[Your task] Output everything in the listing exactly.

[Data records]
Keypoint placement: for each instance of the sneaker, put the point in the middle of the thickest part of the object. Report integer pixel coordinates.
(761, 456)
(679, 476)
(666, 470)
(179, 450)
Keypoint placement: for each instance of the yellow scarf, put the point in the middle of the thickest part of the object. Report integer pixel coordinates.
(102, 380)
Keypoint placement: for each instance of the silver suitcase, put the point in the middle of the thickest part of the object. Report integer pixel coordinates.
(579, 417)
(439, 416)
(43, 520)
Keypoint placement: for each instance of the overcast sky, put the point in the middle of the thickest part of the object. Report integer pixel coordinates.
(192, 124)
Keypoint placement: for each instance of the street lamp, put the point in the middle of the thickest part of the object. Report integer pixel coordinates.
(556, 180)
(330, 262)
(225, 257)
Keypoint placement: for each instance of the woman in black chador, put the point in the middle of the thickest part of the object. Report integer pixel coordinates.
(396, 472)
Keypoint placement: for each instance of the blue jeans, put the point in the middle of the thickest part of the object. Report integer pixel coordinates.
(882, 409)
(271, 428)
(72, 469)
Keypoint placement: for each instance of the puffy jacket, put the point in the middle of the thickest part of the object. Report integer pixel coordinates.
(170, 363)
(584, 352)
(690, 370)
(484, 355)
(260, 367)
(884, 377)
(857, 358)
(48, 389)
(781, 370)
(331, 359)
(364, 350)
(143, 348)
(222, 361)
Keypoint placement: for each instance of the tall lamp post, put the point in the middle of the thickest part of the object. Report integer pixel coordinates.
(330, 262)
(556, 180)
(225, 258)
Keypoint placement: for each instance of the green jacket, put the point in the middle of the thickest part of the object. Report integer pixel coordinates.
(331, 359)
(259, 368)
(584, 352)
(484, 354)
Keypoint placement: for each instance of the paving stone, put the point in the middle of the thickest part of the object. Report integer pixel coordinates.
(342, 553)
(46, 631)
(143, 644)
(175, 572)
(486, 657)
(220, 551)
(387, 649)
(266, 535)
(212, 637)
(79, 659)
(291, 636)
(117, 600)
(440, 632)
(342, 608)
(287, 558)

[Solution to the exercise]
Keypoint placement: for each instance of the sneaker, put the point in the middle of the thickest part of the object. Report integer pixel coordinates.
(761, 456)
(679, 476)
(666, 470)
(179, 450)
Keypoint placement: for each instance of the yellow scarf, put the point in the middle of the thickest part of the object. Report integer pixel coordinates.
(102, 380)
Keypoint placement: for each instance of the silver suitcase, put the point in the middle of the thickest part of the object. Report integer pixel coordinates.
(579, 417)
(439, 416)
(43, 520)
Keypoint placement: for each instance of the overcast sky, put the point in the middle of the thickest part of the object. Report integer pixel coordinates.
(192, 124)
Keypoint placement: for each instance of the street lamp, put the point in the middle of the thickest part of the object. Report integer pixel coordinates.
(556, 180)
(330, 262)
(225, 257)
Keypoint placement: for each instance of the woman in black chador, put the point in the middle of the thickest part of the object. Report integer pixel coordinates.
(396, 472)
Keypoint placement: for each instance of the blue jeans, put the point in the middle of the thickest part of the object. Report integer pixel coordinates.
(882, 409)
(271, 428)
(72, 469)
Keypoint placement: for each instance of the puffy jacket, put the point in the middle of the thickest part of the object. Report integer pixel coordinates.
(170, 363)
(584, 352)
(690, 370)
(484, 355)
(260, 367)
(884, 377)
(857, 358)
(48, 389)
(781, 370)
(331, 359)
(364, 350)
(143, 348)
(222, 361)
Keypoint placement: for each instance of the tall lamp post, put the point in the middle of the thickest part of the object. Report integer pixel coordinates.
(330, 262)
(556, 180)
(225, 258)
Keypoint placement: for each instance of the green jacket, put the point in the middle of the thickest part of the object. Report integer pixel coordinates.
(331, 359)
(259, 368)
(584, 352)
(484, 354)
Keypoint placement: for each instance of the paving stone, put the point in the middle of the thickest part of the object. Report integer pixel coordinates.
(342, 553)
(46, 631)
(143, 644)
(175, 572)
(486, 657)
(220, 551)
(387, 649)
(266, 535)
(212, 637)
(79, 659)
(291, 636)
(117, 600)
(440, 632)
(342, 608)
(287, 558)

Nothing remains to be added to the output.